+++ DOCUMENT +++
Considérant, en troisième lieu, que la disposition par M. et Mme X de plusieurs propriétés en France ne permet de caractériser à elle seule que le centre de leurs intérêts économiques y est situé, au sens du c) de l'article 4 B du code ;

Considérant qu'il résulte de ce qui vient d'être dit que l'administration ne pouvait, au regard du seul code général des impôts, regarder M. et Mme X comme ayant leur domicile fiscal en France en 1998 et 1999, et, par suite, les assujettir à l'impôt sur le revenu sur l'ensemble de leurs revenus ;

Considérant, toutefois, qu'en vertu des dispositions précitées de l'article 4A du code, et sous réserve de l'application d'une convention fiscale internationale, les personnes dont le domicile est situé hors de France sont passible de l'impôt sur le revenu à raison de leurs seuls revenus de source française ;

Sur l'imposition des revenus :

Considérant qu'aux termes de l'article 164 B du même code : “I. Sont considérés comme revenus de source française : a) les revenus d'immeubles sis en France ou de droits relatifs à ces immeubles (…) d) les revenus d'activités professionnelles salariées ou non exercées en France ou d'opérations de caractère lucratif au sens de l'article 92 et réalisées en France ; II. Sont également considérés comme revenus de source française lorsque le débiteur des revenus a son domicile fiscal ou est établi en France : (…) c) Les sommes payées en rémunération des prestations de toute nature fournies ou utilisées en France.” ;

Considérant, en premier lieu, qu'il est constant que les requérants ont perçu des revenus fonciers d'immeubles sis en France, et les ont déclarés ; qu'ils ne contestent pas l'imposition de ces revenus qui ne peut qu'être confirmée ;

Considérant, en deuxième lieu, que, comme il a été dit ci-dessus, il n'est pas établi que M. X ait exercé en France une activité individuelle de consultant ; que l'administration ne pouvait, par suite, assujettir à l'impôt sur le revenu dans la catégorie des bénéfices non commerciaux des bénéfices tirés de cette activité ;

Considérant, en troisième lieu, que l'administration a imposé, sur le fondement des dispositions de l'article L. 69 du livre des procédures fiscales, des revenus considérés comme d'origine indéterminée représentés par des crédits enregistrés sur des comptes bancaires ; qu'aux termes de l'article 23 de la convention franco-suisse relative aux revenus non spécialement visés : “1. Les éléments du revenu d'un résident d'un Etat contractant, d'où qu'ils proviennent, dont ce résident est le bénéficiaire effectif qui ne sont pas traités dans les articles précédents de la présente convention ne sont imposables que dans cet Etat (…)” ; qu'il résulte de ces dispositions que les revenus d'origine indéterminée d'un résident de Suisse, qui ne sont pas visés par une autre disposition de la convention, ne sont pas imposables en France ; que M. et Mme X sont, dès lors, fondés à demander la décharge des impositions procédant de ce chef de redressement ;

Considérant qu'il résulte de tout ce qui précède que, s'agissant des impositions restant en litige, M. et Mme X sont seulement fondés à soutenir que c'est à tort que, par le jugement attaqué, le Tribunal administratif d'Orléans a rejeté en totalité le surplus de leur demande ;

Sur les conclusions tendant à l'application des dispositions de l'article L. 761-1 du code de justice administrative :

Considérant qu'il y a lieu, dans les circonstances de l'espèce, de condamner l'Etat à verser à M. et Mme X une somme de 1 500 euros au titre des frais exposés par eux et non compris dans les dépens ;

DÉCIDE :

Article 1er : A concurrence des sommes de 118 265 euros (cent dix-huit mille deux cent soixante-cinq euros) et 33 794 euros (trente-trois mille sept cent quatre-vingt-quatorze euros), en ce qui concerne les pénalités mises à la charge de M. et Mme X au titre des années respectivement 1998 et 1999, il n'y a pas lieu de statuer sur les conclusions de la requête de M. et Mme X.
+++
- OBJECTIFS -
a - Remplacez « frais » par « dépenses » en recopiant le passage du document sur le domicile fiscal qui va de « Considérant qu'il y » à « M. et Mme X. ».
b - Reprenez le document sur le domicile fiscal en rédigeant sa suite.
+++ DONNÉES ENREGISTRÉES +++
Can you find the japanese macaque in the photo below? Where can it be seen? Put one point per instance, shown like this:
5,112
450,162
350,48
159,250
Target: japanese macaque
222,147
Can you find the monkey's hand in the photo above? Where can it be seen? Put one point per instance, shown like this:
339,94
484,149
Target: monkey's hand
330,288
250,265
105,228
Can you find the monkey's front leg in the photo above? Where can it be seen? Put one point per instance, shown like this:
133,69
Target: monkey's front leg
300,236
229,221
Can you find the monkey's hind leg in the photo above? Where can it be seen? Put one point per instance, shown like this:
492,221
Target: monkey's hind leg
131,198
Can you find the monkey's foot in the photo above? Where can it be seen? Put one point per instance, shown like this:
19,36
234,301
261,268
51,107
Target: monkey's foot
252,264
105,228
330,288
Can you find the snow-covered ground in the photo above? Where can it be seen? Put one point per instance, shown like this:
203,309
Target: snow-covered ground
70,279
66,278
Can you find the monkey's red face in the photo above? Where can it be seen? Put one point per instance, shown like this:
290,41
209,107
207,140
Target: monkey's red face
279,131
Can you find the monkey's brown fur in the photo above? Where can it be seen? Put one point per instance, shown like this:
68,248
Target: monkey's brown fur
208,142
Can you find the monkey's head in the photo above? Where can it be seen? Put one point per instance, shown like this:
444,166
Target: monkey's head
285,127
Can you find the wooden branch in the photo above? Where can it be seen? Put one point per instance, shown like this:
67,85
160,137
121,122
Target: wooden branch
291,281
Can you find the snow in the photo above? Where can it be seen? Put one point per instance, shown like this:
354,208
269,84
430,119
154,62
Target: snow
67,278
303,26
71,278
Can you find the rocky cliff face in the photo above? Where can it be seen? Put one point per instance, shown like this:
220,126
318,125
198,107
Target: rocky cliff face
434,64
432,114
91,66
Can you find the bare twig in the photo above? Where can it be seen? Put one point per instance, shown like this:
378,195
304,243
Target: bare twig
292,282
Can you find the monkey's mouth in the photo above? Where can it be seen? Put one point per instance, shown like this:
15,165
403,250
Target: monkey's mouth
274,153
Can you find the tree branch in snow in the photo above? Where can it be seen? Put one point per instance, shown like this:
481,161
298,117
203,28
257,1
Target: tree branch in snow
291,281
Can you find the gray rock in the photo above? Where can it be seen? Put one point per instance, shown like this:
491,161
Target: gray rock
+++
- RÉPONSES AUX CONSIGNES -
a -
Considérant qu'il y a lieu, dans les circonstances de l'espèce, de condamner l'Etat à verser à M. et Mme X une somme de 1 500 euros au titre des dépenses exposés par eux et non compris dans les dépens ;

DÉCIDE :

Article 1er : A concurrence des sommes de 118 265 euros (cent dix-huit mille deux cent soixante-cinq euros) et 33 794 euros (trente-trois mille sept cent quatre-vingt-quatorze euros), en ce qui concerne les pénalités mises à la charge de M. et Mme X au titre des années respectivement 1998 et 1999, il n'y a pas lieu de statuer sur les conclusions de la requête de M. et Mme X.

b -
Article 2 : M. et Mme X sont déchargés des cotisations d'impôt sur le revenu, de contribution sociale généralisée et de contribution au remboursement de la dette sociale des années 1998 et 1999 procédant de l'imposition de bénéfices non commerciaux et de revenus d'origine indéterminée.

Article 3 : Le jugement du Tribunal administratif d'Orléans en date du 4 octobre 2005 est réformé en ce qu'il a de contraire au présent arrêt.

Article 4 : Le surplus des conclusions de la requête est rejeté.

Article 5 : L'Etat versera une somme de 1 500 euros (mille cinq cents euros) à M. et Mme X en application de l'article L. 761-1 du code de justice administrative.

Article 6 : Le présent arrêt sera notifié à M. et Mme Jean X et au ministre du budget, des comptes publics et de la fonction publique.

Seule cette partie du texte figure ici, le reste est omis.